> WHAT THE TASK ASKS:
Scan the entries for lines with the word "dirt" and copy those lines.

> Dataset records:
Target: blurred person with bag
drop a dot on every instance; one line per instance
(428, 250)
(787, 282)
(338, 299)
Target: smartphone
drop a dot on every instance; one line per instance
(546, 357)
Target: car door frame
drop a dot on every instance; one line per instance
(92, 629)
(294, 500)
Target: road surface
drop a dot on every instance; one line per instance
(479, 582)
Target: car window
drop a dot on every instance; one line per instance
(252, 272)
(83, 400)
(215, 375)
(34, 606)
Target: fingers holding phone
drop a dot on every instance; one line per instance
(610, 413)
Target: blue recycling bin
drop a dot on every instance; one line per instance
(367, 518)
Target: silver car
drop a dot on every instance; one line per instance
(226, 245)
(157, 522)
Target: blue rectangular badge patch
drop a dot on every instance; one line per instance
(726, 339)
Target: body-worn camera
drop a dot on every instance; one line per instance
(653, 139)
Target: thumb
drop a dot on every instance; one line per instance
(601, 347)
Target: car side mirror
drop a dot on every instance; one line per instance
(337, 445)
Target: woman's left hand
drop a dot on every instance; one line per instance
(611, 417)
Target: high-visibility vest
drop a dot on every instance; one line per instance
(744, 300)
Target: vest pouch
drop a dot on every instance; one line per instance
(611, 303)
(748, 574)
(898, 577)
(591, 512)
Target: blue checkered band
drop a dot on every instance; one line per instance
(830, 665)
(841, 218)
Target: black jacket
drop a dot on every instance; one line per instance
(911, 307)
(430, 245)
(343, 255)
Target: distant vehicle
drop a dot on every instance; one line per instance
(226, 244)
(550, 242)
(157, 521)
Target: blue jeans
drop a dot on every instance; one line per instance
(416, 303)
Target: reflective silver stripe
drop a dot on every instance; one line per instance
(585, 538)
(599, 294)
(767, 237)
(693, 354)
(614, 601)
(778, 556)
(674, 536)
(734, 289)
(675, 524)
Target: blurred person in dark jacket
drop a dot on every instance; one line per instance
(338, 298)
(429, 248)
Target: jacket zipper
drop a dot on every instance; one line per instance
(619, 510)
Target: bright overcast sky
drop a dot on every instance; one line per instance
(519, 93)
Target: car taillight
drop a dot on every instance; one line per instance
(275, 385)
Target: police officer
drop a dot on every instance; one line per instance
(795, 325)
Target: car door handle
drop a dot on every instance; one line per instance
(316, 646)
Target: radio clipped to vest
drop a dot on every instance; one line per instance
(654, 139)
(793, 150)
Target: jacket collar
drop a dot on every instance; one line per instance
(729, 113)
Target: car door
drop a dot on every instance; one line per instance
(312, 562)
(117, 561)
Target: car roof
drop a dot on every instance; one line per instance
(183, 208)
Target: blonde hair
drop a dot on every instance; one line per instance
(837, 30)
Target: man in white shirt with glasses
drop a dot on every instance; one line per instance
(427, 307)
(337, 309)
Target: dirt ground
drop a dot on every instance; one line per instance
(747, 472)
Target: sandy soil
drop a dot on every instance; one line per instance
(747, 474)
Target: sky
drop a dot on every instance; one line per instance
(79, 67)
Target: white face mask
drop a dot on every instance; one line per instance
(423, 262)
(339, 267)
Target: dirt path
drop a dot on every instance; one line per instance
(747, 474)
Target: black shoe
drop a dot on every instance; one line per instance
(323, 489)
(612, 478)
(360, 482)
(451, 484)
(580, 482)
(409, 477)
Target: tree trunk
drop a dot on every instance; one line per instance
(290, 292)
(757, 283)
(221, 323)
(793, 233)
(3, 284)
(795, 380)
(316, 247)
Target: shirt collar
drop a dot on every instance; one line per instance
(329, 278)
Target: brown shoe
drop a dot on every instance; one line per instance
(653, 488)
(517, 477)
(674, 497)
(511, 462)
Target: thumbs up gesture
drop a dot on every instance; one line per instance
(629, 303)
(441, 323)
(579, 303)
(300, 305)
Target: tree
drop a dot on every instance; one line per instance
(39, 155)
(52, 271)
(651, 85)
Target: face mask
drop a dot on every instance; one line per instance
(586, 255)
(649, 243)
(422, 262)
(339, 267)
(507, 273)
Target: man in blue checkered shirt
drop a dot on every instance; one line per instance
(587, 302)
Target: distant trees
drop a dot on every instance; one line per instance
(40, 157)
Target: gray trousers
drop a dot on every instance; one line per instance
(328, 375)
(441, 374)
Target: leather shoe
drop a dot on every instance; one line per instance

> TASK RESULT:
Target: dirt ground
Target: dirt path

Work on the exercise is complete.